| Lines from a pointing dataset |
▽

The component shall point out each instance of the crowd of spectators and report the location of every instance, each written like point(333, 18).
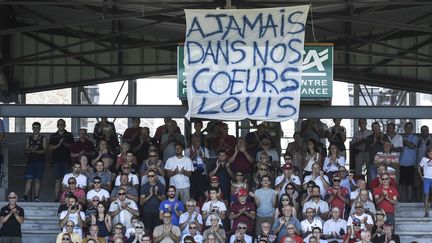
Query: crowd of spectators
point(220, 188)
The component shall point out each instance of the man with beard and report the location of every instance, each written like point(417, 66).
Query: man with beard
point(59, 145)
point(167, 232)
point(75, 214)
point(12, 217)
point(152, 194)
point(172, 205)
point(179, 168)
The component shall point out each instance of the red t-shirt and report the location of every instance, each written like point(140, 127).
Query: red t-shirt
point(296, 238)
point(357, 237)
point(235, 208)
point(337, 202)
point(385, 204)
point(375, 182)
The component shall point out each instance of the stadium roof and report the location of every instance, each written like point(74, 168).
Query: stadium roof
point(50, 44)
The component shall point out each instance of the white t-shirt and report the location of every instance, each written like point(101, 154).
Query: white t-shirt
point(294, 179)
point(180, 181)
point(81, 180)
point(102, 193)
point(333, 167)
point(426, 163)
point(124, 216)
point(74, 218)
point(219, 206)
point(361, 217)
point(308, 226)
point(132, 179)
point(247, 238)
point(184, 217)
point(318, 182)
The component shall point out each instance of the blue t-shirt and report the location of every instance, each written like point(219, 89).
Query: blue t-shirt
point(169, 206)
point(408, 157)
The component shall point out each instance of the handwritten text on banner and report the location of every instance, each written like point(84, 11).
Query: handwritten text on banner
point(245, 63)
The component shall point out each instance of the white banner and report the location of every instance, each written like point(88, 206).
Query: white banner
point(244, 63)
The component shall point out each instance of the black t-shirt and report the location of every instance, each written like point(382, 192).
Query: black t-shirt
point(62, 153)
point(152, 205)
point(11, 227)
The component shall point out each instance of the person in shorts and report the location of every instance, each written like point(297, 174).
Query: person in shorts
point(36, 147)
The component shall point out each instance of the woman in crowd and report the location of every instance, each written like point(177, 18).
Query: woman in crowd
point(103, 220)
point(312, 156)
point(333, 161)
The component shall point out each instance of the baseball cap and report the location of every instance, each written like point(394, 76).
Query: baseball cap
point(242, 192)
point(287, 166)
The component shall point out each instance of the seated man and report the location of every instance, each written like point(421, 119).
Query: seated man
point(240, 234)
point(123, 209)
point(75, 214)
point(94, 230)
point(321, 207)
point(75, 237)
point(98, 191)
point(167, 232)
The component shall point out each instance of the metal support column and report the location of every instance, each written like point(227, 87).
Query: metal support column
point(76, 100)
point(132, 97)
point(20, 123)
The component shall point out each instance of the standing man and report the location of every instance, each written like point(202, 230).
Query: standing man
point(167, 232)
point(35, 149)
point(407, 162)
point(59, 145)
point(358, 145)
point(11, 217)
point(82, 147)
point(152, 194)
point(123, 209)
point(132, 134)
point(179, 168)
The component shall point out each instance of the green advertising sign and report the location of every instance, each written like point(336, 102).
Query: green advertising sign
point(317, 73)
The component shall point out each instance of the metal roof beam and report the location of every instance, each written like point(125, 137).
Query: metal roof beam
point(114, 78)
point(376, 22)
point(177, 111)
point(84, 22)
point(81, 59)
point(102, 37)
point(381, 80)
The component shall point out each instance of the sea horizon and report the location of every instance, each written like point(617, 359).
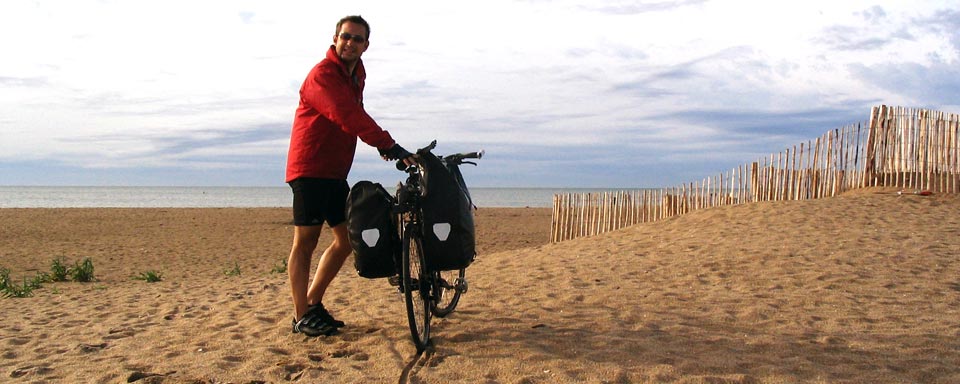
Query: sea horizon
point(228, 197)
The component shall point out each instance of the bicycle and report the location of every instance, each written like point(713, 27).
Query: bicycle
point(427, 291)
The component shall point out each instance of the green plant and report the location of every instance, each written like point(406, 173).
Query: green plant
point(39, 279)
point(58, 270)
point(83, 271)
point(24, 290)
point(235, 271)
point(149, 276)
point(280, 268)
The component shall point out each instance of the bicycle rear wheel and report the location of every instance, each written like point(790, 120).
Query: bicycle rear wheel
point(450, 285)
point(416, 290)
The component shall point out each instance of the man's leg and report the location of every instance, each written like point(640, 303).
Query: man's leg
point(330, 263)
point(305, 240)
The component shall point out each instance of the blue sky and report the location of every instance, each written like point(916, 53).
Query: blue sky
point(559, 93)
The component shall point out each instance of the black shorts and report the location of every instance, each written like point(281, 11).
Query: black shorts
point(316, 201)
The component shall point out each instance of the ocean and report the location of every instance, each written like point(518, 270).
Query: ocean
point(200, 197)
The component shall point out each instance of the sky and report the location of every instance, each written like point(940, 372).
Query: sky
point(560, 94)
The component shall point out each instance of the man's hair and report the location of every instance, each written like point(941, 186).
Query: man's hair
point(353, 19)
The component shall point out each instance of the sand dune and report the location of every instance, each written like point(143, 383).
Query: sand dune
point(859, 288)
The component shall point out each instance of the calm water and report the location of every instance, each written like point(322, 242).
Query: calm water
point(150, 197)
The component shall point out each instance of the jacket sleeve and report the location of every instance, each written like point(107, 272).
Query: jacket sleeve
point(330, 95)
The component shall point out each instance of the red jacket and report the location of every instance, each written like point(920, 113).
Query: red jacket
point(329, 120)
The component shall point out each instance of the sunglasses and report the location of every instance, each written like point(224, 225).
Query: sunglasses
point(356, 38)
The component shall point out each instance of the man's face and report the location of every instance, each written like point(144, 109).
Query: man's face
point(348, 48)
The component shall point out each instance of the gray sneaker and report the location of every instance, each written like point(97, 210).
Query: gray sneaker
point(313, 327)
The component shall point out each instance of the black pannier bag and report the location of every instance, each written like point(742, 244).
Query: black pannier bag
point(448, 232)
point(372, 230)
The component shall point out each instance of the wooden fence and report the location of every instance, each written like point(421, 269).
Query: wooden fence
point(911, 149)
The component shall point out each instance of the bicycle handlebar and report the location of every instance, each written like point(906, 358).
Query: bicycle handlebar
point(456, 158)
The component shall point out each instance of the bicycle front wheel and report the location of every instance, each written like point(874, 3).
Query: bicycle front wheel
point(416, 290)
point(450, 285)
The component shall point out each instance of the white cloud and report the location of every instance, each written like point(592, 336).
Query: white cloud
point(177, 84)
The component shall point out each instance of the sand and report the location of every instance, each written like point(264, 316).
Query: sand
point(862, 288)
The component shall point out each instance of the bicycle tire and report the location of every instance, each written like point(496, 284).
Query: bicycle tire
point(416, 290)
point(449, 286)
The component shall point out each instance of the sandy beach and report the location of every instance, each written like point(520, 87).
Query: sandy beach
point(861, 288)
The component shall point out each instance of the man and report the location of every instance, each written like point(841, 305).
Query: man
point(323, 141)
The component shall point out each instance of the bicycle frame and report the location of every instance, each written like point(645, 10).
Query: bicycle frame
point(427, 285)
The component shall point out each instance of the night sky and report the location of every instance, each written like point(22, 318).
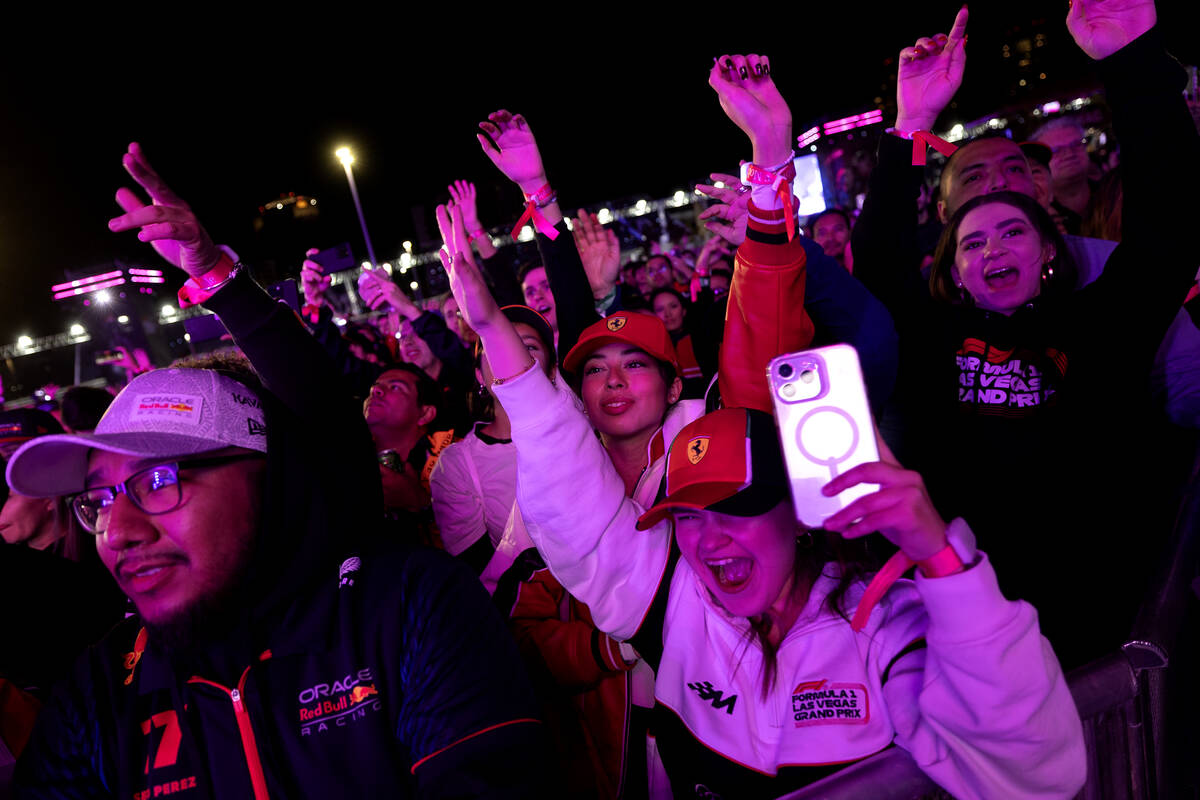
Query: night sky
point(235, 112)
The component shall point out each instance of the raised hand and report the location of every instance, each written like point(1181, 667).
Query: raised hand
point(313, 280)
point(378, 292)
point(930, 72)
point(727, 220)
point(467, 284)
point(168, 223)
point(462, 194)
point(901, 510)
point(1101, 29)
point(751, 101)
point(509, 143)
point(599, 251)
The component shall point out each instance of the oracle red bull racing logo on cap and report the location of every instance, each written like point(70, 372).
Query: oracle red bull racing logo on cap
point(172, 408)
point(346, 701)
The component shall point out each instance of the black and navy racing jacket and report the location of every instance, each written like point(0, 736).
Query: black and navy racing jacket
point(388, 674)
point(395, 680)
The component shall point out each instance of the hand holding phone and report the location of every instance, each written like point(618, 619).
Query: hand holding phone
point(825, 427)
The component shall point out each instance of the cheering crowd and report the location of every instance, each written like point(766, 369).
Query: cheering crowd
point(539, 539)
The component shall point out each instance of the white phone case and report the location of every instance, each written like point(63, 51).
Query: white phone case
point(825, 426)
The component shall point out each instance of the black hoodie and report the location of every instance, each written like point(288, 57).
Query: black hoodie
point(358, 668)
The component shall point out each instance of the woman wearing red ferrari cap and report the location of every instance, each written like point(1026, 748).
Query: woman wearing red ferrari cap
point(762, 683)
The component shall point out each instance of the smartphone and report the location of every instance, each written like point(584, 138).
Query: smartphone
point(825, 426)
point(108, 356)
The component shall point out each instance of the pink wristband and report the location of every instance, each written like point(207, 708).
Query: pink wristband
point(543, 197)
point(198, 289)
point(941, 564)
point(219, 272)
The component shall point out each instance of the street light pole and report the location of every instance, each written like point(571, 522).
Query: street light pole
point(347, 158)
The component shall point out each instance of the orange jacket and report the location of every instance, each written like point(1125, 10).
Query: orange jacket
point(765, 316)
point(585, 679)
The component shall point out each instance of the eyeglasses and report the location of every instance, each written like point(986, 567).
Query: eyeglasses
point(155, 489)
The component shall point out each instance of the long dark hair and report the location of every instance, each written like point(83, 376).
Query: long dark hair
point(815, 551)
point(1061, 271)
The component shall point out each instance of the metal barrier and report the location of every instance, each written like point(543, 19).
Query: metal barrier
point(1143, 743)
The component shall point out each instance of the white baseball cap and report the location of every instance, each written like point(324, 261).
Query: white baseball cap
point(161, 414)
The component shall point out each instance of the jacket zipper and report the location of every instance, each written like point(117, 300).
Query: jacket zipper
point(249, 746)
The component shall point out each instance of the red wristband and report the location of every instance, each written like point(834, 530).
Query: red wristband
point(534, 203)
point(219, 272)
point(941, 564)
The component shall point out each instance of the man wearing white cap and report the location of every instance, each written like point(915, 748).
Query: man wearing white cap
point(281, 648)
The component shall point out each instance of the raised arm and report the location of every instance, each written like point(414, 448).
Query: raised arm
point(885, 238)
point(291, 362)
point(510, 144)
point(1144, 86)
point(498, 266)
point(765, 316)
point(574, 507)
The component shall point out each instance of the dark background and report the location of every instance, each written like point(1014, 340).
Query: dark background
point(234, 110)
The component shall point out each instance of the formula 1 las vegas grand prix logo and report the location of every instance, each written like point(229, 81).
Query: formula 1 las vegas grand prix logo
point(345, 701)
point(825, 702)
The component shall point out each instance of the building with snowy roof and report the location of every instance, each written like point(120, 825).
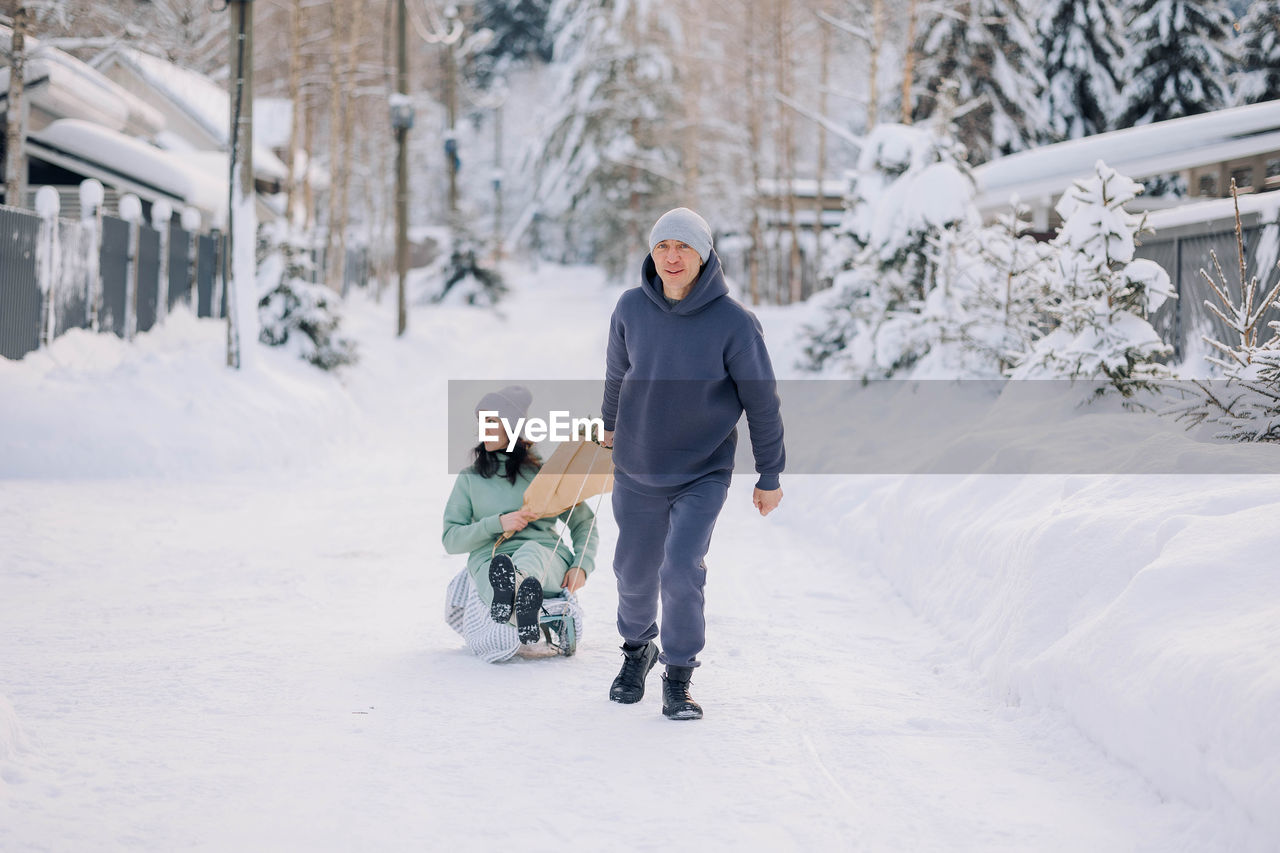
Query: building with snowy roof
point(1207, 151)
point(196, 109)
point(146, 136)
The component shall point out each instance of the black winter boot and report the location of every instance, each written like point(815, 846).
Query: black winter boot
point(676, 702)
point(502, 578)
point(627, 687)
point(529, 605)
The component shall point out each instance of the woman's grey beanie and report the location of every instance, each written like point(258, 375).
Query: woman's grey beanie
point(685, 226)
point(511, 402)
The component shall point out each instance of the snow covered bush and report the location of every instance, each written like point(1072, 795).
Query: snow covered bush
point(1246, 407)
point(990, 293)
point(908, 187)
point(919, 286)
point(1102, 296)
point(302, 315)
point(464, 279)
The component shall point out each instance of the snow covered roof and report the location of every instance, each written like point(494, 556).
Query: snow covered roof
point(199, 97)
point(63, 86)
point(1265, 205)
point(1137, 151)
point(129, 164)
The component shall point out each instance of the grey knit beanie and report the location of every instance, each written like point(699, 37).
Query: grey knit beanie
point(511, 402)
point(685, 226)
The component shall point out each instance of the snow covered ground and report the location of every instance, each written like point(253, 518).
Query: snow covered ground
point(220, 628)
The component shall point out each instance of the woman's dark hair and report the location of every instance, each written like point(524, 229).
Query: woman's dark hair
point(522, 456)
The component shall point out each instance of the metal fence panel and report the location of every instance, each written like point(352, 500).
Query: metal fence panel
point(19, 293)
point(113, 314)
point(1188, 319)
point(71, 290)
point(179, 267)
point(206, 274)
point(1261, 252)
point(1168, 320)
point(149, 277)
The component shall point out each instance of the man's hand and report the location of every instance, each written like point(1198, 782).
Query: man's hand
point(767, 501)
point(574, 579)
point(517, 520)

△

Can you rewrite the lines from the one with "The component shall point out each instance of the orange" up to and including the one with "point(155, 489)", substituting "sunglasses" for "eyeglasses" and leaving everything else unchanged? Give only those lines.

| ANSWER FOR THE TASK |
The component shall point out each instance of the orange jacket and report the location of every instance, each written like point(1125, 10).
Query: orange jacket
point(765, 316)
point(585, 679)
The component shall point out each instance of the sunglasses and report the location of every instance, each written like point(986, 567).
Query: sunglasses
point(155, 489)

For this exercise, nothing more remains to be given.